- [Source document]
Ritenour High School is a public high school in Breckenridge Hills, St. Louis County, Missouri that is part of the Ritenour School District.

Activities
For the 2013–2014 school year, the school offered 25 activities approved by the Missouri State High School Activities Association (MSHSAA): baseball, boys and girls basketball, sideline cheerleading, boys and girls cross country, dance team, 11-man football, boys and girls golf, music activities, boys and girls soccer, softball, speech and debate, boys and girls swimming and diving, boys and girls tennis, boys and girls track and field, boys and girls volleyball, and wrestling. In addition to its MSHSAA-sanctioned activities, the school offers students an opportunity to participate in a variety of school-sponsored clubs. The school also maintains the only fully operational high school radio station in Missouri.

- [Supplied information]
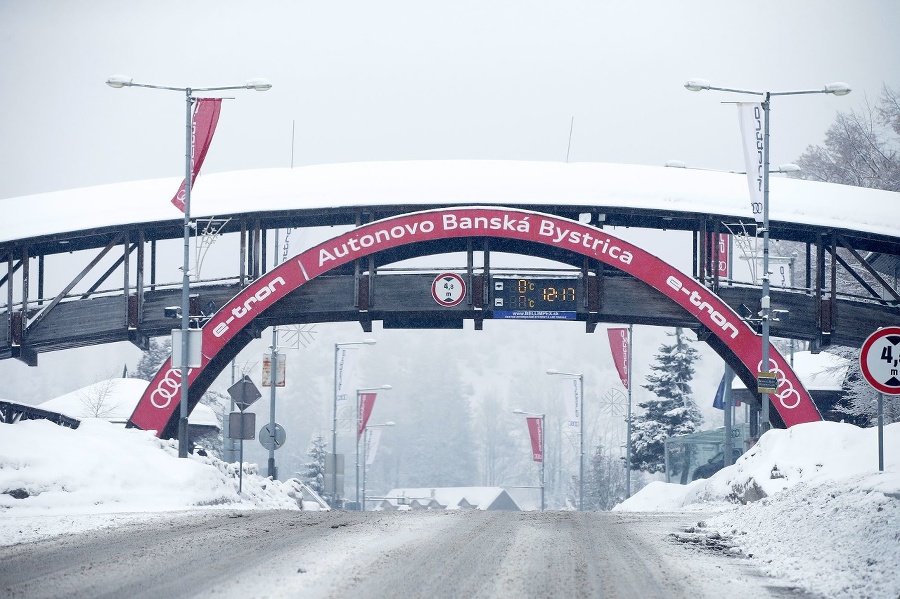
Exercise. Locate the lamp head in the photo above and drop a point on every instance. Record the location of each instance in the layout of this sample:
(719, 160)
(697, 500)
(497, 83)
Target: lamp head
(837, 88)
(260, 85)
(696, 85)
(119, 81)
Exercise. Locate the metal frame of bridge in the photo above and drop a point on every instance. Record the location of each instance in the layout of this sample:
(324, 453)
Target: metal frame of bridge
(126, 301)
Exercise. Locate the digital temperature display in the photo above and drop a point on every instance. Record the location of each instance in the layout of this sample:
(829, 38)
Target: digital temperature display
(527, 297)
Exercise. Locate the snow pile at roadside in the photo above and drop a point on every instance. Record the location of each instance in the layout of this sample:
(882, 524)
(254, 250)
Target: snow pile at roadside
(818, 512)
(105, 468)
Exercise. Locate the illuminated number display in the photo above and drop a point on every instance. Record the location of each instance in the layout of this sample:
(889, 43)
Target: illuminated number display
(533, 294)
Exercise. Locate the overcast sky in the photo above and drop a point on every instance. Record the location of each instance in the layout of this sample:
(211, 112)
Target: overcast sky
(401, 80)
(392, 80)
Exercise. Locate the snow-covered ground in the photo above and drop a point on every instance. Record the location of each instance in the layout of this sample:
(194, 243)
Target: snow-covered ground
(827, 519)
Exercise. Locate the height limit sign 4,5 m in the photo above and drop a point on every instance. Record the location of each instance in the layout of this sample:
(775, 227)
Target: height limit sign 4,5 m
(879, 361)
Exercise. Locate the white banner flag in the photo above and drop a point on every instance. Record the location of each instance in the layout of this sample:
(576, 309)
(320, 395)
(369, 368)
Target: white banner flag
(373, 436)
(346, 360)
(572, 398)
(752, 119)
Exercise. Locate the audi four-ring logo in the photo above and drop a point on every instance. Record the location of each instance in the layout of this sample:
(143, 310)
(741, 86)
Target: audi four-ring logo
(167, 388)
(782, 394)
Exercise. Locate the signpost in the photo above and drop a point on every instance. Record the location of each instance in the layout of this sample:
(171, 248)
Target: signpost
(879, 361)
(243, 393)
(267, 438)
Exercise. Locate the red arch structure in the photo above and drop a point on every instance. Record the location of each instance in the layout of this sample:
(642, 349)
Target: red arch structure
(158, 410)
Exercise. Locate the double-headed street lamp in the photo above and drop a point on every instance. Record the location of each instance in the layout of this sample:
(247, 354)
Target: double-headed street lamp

- [Exercise] How might the Ritenour High School article go on after its last sentence? Write that next passage.

- [Written response]
Ritenour students have won several state championships, including:
Baseball: 1957, 1966, 1967
Boys track and field: 1985, 1989
Wrestling: 1948, 1949, 1950, 1951, 1952, 1953, 1954, 1955, 1956, 1957, 1958, 1959, 1960, 1961, 1963, 1974

Ritenour High School is one of two high schools in the St. Louis Area to operate its own functional radio station, KRHS 90.1 FM.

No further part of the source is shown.